*** Block opens ***
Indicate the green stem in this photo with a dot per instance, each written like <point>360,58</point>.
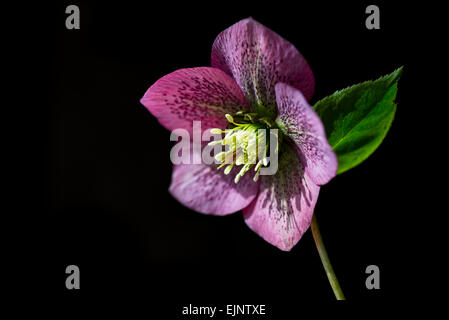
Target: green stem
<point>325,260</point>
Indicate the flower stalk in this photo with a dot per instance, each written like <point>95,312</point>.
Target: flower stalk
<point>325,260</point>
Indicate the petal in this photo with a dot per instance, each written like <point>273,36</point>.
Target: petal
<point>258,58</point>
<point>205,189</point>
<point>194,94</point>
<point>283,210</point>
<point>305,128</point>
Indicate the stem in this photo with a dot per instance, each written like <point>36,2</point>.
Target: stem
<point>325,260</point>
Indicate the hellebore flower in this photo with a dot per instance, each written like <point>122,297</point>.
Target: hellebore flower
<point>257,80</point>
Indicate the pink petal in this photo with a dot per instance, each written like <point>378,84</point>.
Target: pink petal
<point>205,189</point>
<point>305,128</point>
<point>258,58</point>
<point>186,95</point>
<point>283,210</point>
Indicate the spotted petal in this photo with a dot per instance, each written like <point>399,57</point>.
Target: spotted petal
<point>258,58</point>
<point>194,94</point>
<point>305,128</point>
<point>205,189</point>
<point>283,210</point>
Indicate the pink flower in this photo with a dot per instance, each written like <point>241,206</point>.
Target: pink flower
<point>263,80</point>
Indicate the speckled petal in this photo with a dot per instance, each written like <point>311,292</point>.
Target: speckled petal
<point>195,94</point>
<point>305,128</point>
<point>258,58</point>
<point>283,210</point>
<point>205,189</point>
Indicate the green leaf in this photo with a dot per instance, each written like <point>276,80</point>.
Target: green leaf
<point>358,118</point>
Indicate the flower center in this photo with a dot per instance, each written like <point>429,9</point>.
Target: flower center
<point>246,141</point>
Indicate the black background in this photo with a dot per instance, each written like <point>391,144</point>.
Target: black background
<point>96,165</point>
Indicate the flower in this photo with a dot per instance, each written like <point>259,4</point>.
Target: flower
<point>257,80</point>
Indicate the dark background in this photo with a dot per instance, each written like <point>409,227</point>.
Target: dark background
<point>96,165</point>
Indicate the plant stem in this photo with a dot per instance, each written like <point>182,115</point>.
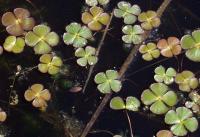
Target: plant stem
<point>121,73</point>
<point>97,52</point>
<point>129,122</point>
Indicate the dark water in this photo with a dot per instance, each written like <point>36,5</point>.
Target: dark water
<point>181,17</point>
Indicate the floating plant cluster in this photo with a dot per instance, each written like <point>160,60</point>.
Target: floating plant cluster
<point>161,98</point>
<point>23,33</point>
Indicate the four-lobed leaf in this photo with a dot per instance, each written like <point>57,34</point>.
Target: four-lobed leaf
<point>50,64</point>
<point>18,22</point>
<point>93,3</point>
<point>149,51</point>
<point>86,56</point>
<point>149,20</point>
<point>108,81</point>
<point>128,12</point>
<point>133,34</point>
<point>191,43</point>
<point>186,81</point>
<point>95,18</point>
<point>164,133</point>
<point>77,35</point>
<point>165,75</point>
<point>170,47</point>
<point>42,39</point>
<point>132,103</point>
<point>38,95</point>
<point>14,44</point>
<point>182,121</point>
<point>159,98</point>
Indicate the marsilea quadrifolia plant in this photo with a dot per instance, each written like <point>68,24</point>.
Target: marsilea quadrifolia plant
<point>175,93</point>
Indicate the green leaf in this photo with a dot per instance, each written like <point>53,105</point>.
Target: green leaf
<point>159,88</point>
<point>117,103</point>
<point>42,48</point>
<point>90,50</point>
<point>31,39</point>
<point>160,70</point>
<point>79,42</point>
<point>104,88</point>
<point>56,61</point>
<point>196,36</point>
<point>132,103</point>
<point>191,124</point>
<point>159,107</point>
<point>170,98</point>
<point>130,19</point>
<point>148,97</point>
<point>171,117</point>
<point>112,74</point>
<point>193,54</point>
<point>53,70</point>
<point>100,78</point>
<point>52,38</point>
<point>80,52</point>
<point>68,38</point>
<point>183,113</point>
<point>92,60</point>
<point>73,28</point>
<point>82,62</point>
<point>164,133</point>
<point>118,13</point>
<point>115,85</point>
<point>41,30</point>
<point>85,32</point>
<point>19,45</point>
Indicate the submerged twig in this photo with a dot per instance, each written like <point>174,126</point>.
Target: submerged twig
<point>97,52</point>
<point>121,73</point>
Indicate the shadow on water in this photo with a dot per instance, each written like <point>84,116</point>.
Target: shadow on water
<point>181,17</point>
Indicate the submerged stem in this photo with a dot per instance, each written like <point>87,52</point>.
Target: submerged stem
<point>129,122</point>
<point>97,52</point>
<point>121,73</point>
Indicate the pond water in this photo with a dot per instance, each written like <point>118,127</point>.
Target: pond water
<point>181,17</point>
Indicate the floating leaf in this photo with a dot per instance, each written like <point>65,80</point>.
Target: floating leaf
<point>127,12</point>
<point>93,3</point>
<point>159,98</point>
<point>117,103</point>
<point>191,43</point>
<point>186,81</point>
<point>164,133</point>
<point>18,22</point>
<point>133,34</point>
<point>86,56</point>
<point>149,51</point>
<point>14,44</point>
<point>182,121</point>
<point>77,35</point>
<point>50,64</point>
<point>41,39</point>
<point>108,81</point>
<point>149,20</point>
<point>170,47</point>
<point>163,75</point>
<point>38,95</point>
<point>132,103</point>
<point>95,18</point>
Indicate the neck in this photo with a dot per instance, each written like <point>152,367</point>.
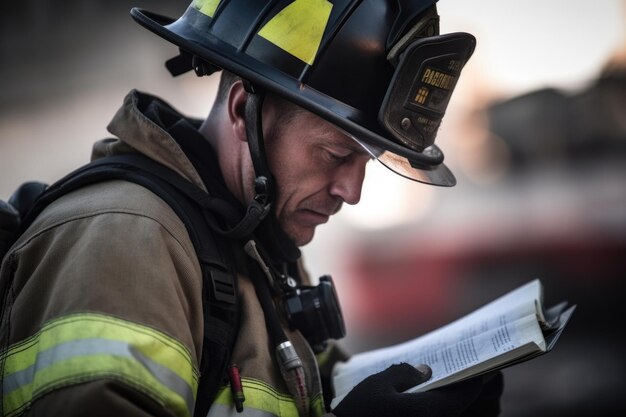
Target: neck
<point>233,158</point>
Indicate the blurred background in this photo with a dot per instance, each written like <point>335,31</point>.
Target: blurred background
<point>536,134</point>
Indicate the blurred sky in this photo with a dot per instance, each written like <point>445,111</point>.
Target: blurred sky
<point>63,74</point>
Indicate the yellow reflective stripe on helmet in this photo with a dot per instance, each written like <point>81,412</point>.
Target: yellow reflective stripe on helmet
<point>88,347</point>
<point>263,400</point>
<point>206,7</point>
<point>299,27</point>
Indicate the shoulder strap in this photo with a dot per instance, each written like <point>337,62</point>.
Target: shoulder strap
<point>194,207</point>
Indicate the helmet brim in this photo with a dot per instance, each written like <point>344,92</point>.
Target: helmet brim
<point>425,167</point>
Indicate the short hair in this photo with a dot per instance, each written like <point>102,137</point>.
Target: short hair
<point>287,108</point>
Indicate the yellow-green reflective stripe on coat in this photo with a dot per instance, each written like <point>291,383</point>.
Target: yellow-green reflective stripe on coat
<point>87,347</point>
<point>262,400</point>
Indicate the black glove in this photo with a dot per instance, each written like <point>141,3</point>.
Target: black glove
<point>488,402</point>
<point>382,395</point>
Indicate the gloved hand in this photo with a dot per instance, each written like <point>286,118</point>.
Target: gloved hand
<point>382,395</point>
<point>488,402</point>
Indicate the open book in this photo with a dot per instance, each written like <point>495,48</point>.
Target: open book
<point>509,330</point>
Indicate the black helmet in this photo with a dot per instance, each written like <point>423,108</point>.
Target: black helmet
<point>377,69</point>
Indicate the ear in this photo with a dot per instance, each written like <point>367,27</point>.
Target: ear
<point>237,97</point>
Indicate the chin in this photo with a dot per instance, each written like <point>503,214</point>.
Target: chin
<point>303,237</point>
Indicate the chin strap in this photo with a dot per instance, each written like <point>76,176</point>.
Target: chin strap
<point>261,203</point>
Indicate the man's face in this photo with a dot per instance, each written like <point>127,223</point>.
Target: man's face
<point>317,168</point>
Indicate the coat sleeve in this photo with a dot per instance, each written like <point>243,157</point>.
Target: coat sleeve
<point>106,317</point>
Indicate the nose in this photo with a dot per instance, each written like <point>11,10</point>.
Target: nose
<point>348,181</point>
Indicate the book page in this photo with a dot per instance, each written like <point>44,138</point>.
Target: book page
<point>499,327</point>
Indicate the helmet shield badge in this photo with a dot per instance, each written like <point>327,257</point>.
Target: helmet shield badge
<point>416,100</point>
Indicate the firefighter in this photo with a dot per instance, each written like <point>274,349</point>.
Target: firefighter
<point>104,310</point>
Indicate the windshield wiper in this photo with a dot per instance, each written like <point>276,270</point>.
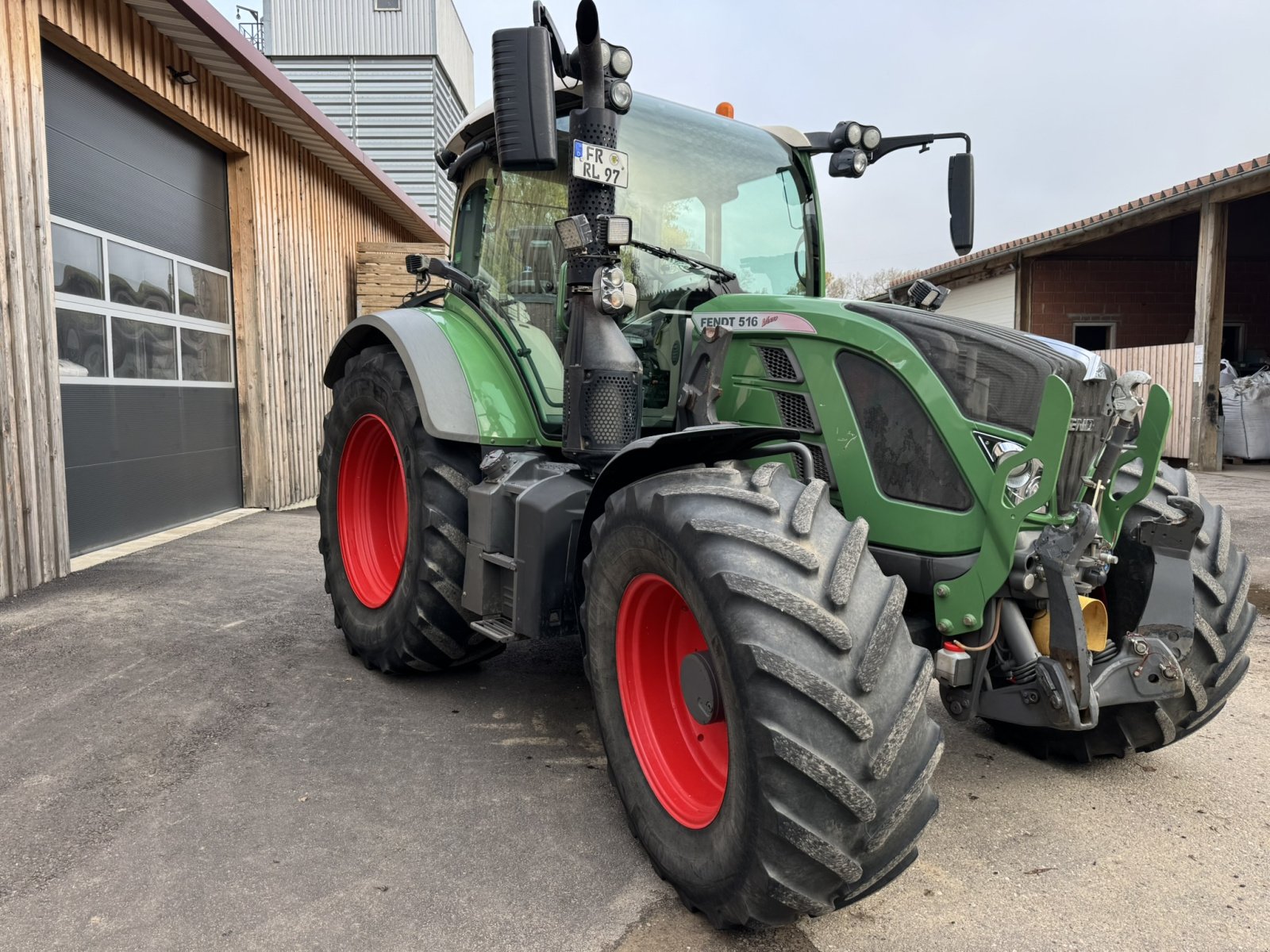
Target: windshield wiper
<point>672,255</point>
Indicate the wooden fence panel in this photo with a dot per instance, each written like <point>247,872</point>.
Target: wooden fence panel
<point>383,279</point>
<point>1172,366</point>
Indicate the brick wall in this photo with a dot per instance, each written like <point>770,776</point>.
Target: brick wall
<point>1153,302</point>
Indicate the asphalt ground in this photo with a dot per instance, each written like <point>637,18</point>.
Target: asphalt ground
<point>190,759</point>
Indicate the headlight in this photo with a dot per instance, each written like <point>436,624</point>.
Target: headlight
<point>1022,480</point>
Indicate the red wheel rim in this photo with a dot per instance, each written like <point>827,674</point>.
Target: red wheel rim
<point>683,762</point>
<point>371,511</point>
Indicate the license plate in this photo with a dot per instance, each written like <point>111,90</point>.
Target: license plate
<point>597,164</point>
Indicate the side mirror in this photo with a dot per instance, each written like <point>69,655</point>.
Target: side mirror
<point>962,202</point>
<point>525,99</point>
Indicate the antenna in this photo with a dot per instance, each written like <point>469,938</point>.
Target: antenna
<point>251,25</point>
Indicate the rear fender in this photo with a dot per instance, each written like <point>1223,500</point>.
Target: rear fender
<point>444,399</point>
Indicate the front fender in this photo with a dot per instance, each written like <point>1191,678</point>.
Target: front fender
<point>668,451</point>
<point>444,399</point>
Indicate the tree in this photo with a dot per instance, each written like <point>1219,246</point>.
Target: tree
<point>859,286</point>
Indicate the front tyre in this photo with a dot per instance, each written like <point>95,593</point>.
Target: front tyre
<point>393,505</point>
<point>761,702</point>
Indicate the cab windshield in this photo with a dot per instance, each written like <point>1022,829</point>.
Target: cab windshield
*** Block closes ***
_Problem to work on_
One stretch of the lines above is wanted, from the line that contains "Target: windshield wiper" through the line that contains "Indicate the brick". Output it exactly.

_Exercise solution_
Target: windshield wiper
<point>672,255</point>
Indicate the wooden fence panel in this photo with a dot per instance, each written like <point>247,872</point>.
Target: wooden fence panel
<point>383,279</point>
<point>1172,366</point>
Indicate the brick wall in this photo with a dot per instance, each written like <point>770,776</point>.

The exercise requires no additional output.